[Entries from a pointing dataset]
- - - - -

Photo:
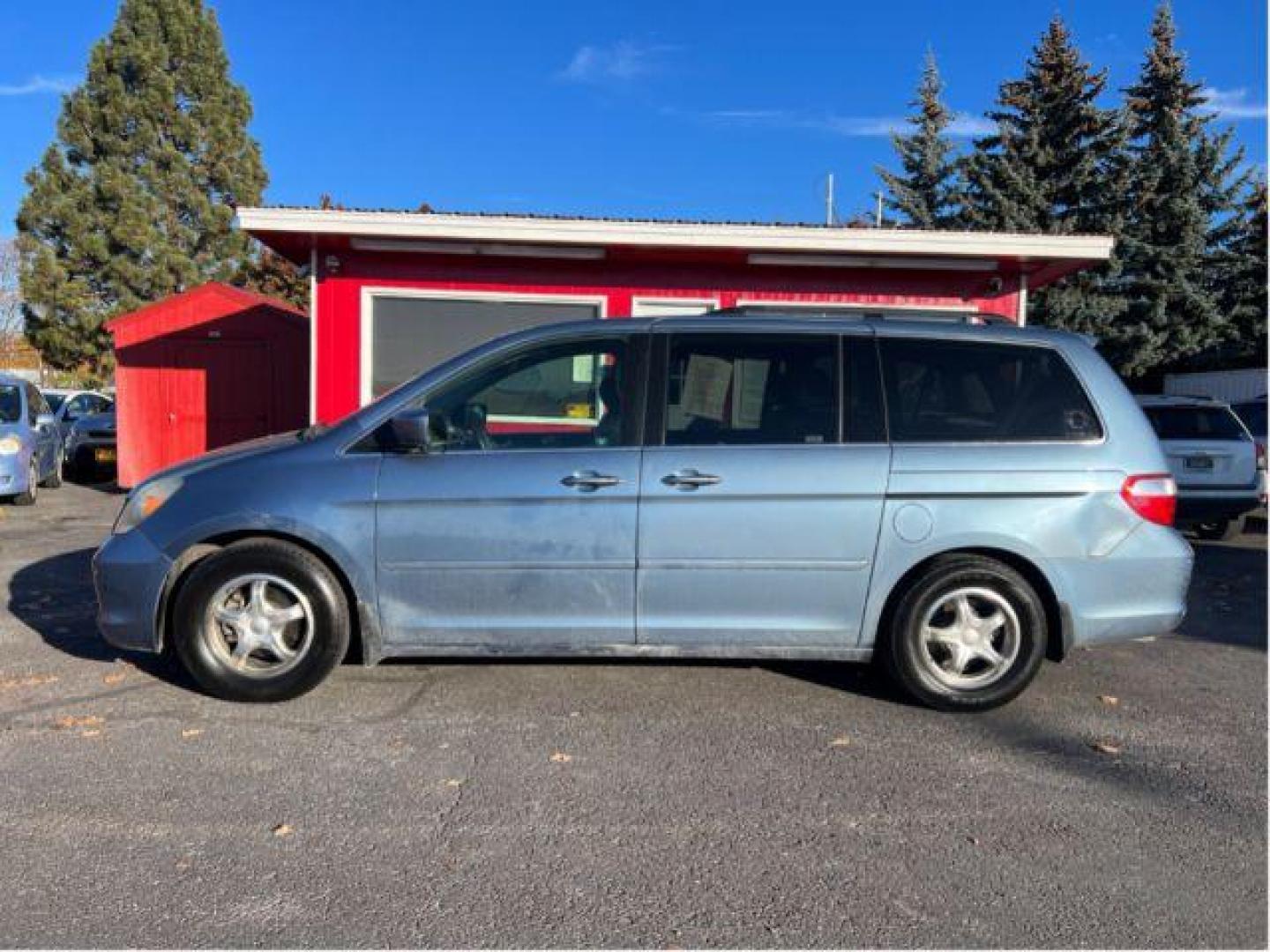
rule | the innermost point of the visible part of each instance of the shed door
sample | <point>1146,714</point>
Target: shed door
<point>217,392</point>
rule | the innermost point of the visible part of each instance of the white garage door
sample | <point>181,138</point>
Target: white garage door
<point>410,334</point>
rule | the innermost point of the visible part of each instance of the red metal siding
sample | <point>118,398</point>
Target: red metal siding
<point>619,279</point>
<point>202,369</point>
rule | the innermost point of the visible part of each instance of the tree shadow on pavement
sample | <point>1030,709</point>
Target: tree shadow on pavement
<point>54,597</point>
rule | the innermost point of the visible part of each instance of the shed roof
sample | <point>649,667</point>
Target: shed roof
<point>294,231</point>
<point>201,303</point>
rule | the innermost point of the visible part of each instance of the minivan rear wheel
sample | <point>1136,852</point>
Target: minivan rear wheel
<point>260,620</point>
<point>968,635</point>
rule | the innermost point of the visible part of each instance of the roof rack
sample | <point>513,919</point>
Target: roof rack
<point>805,311</point>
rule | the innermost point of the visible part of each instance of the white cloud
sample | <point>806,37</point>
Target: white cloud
<point>620,63</point>
<point>1232,104</point>
<point>38,84</point>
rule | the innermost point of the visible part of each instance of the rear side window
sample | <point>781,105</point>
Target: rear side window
<point>752,390</point>
<point>941,391</point>
<point>1195,423</point>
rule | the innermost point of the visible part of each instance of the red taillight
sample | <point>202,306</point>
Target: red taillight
<point>1154,496</point>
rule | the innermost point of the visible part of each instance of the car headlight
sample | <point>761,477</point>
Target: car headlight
<point>145,502</point>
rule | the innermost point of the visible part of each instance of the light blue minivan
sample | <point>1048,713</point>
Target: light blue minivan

- - - - -

[Written request]: Copy out the data between the lines holding "the red metal siding" and "<point>202,369</point>", inclusive, keeping every line as it stands except that each answer coordinate is shifted up by 101. Leave the sample coordinates unchanged.

[Answer to this task]:
rule | the innermost point of the visible part of each instance of the red metal siding
sample | <point>118,398</point>
Target: red metal siding
<point>720,380</point>
<point>303,470</point>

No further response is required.